▸ **読解用抜粋**:
<<<<

三井公一の「スマホカメラでブラブラ」

デザイン一新の「AQUOS R9」、カメラの実力に迫る

 シャープからユニークなデザインのスマートフォンが登場した。三宅一成氏の手によるルックスを採用したこの「AQUOS R9」は、ライカとの協業によるカメラを搭載し、ブランドアンバサダーとして故松田優作氏を起用。話題を呼びそうな端末になっている。今回は「AQUOS R9」を手にブラブラと撮影を楽しんでみた。

 スペックや価格など詳細は本誌別記事を参照して欲しい。

カメラはライカとの協業

 「AQUOS R9」のカメラはライカと協業したユニットが搭載されている。その部分はユニークなデザインになっており「自由曲線」を取り入れて、丸でも四角でもない「緩い」イメージで、どことなく柔らかく人に近い雰囲気の意匠に仕上げられている。

 気になるカメラだが、ライカ監修のHEKTOR(ヘクトール)レンズを採用する。

 標準カメラ、広角カメラ、インカメラの3つに、5030万画素かつ像面位相差オートフォーカスとなっている。

 メインとなる標準カメラは、全画素を用いた像面位相差オートフォーカスかつ光学式手ブレ補正対応に仕上げられているのが特徴だ。またAIによる動体予測被写体追尾も搭載されている。

 端末は全体的にソリッドでシンプルな形状で、エッジがやや角張っていて、ケースなしでも撮影時にとても持ちやすい印象を受けた。高級感もあり、大人の端末という雰囲気である。

>>>>

▸ **保存された行**:
<<<<

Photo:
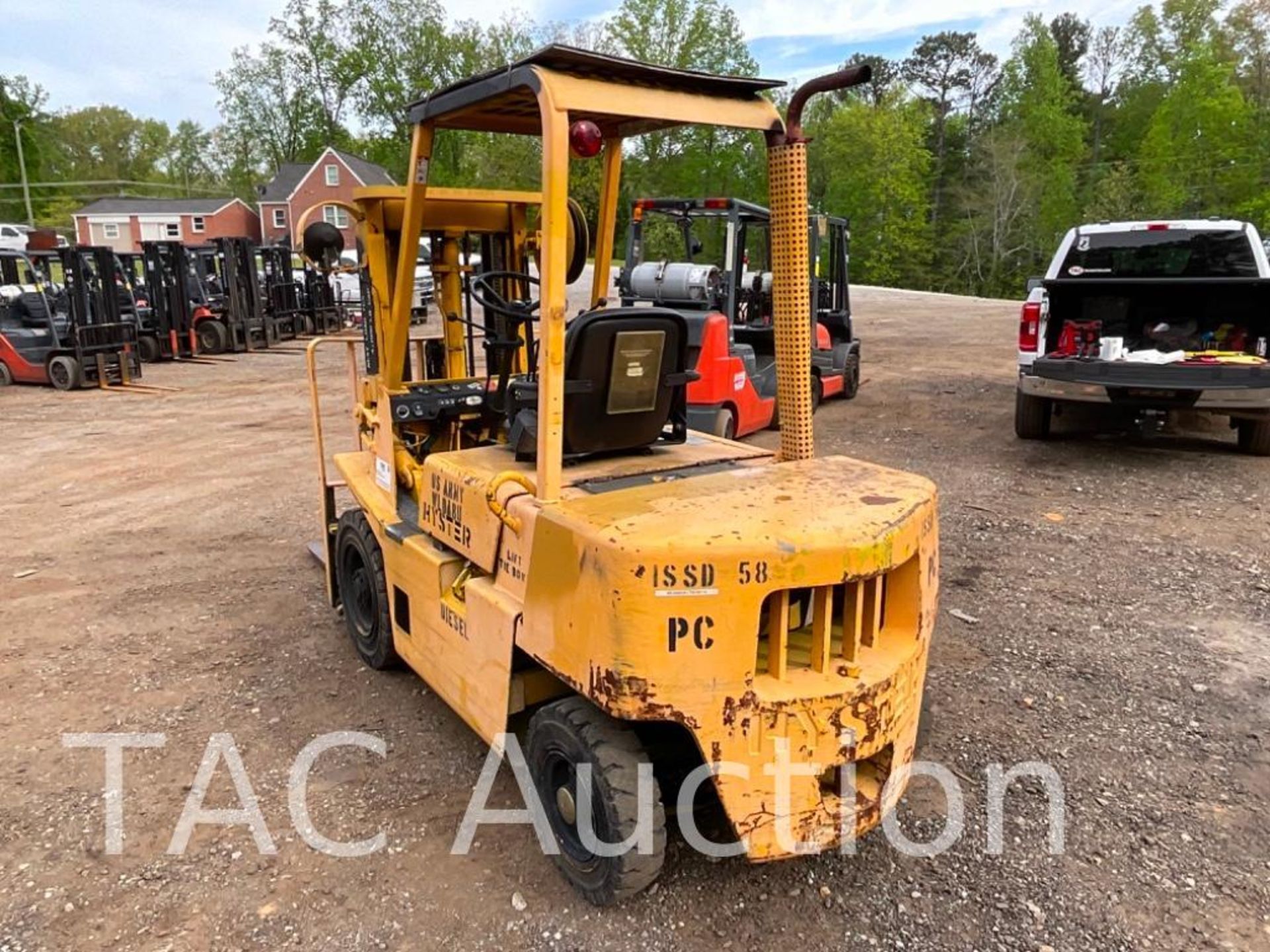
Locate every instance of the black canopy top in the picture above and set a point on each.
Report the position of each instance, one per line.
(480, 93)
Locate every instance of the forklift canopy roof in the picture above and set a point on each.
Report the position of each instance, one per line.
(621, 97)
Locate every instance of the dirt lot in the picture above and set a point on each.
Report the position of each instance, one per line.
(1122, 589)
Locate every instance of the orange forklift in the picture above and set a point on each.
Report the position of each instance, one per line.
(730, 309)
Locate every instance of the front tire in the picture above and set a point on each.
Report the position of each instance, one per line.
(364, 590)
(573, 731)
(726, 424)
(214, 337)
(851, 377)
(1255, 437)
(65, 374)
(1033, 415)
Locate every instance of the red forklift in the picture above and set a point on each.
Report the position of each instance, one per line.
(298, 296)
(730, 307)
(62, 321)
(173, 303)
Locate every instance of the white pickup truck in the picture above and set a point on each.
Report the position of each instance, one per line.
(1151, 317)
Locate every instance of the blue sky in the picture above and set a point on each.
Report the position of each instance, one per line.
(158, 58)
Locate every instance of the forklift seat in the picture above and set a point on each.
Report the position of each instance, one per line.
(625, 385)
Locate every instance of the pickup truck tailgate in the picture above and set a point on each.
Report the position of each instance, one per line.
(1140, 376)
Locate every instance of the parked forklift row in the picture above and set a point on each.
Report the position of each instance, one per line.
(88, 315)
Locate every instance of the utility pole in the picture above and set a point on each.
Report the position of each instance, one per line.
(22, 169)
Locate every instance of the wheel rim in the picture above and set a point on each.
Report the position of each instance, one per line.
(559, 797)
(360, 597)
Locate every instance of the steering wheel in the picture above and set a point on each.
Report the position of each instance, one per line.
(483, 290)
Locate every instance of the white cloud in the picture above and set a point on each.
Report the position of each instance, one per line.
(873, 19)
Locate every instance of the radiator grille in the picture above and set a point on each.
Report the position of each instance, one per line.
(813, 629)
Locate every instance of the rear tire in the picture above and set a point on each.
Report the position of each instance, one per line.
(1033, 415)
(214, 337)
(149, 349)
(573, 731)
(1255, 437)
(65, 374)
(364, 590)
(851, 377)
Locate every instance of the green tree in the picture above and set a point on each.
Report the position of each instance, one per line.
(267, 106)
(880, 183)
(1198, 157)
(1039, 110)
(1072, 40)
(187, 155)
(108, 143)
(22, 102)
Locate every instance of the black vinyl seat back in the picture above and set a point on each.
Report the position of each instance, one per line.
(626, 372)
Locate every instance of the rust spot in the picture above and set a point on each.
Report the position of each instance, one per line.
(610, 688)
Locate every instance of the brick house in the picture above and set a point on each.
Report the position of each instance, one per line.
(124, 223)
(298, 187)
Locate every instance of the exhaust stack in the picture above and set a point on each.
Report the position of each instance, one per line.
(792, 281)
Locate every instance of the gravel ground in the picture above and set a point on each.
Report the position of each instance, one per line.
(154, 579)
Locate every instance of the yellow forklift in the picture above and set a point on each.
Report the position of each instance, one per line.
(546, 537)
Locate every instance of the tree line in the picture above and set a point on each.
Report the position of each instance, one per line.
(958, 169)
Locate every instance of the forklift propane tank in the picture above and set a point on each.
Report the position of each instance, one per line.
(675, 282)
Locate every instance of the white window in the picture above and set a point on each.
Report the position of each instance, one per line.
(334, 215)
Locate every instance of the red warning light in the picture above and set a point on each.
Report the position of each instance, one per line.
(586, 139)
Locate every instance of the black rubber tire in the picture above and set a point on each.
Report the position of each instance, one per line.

>>>>
<<<<

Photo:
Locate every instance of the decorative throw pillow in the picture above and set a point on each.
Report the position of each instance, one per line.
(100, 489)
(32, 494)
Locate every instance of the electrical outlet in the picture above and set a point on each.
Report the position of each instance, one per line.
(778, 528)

>>>>

▸ **練習問題**: AQUOS R9のレビュー記事から、「スペックや価格など詳細は本誌別記事を参照して欲しい。」から「気の意匠に仕上げられている。」までの部分を一字一句違えずに抜き出してもらえますか。 これらの行は、AQUOS R9のレビュー記事とは別個の資料です。

▸ **解答例**:
スペックや価格など詳細は本誌別記事を参照して欲しい。

カメラはライカとの協業

 「AQUOS R9」のカメラはライカと協業したユニットが搭載されている。その部分はユニークなデザインになっており「自由曲線」を取り入れて、丸でも四角でもない「緩い」イメージで、どことなく柔らかく人に近い雰囲気の意匠に仕上げられている。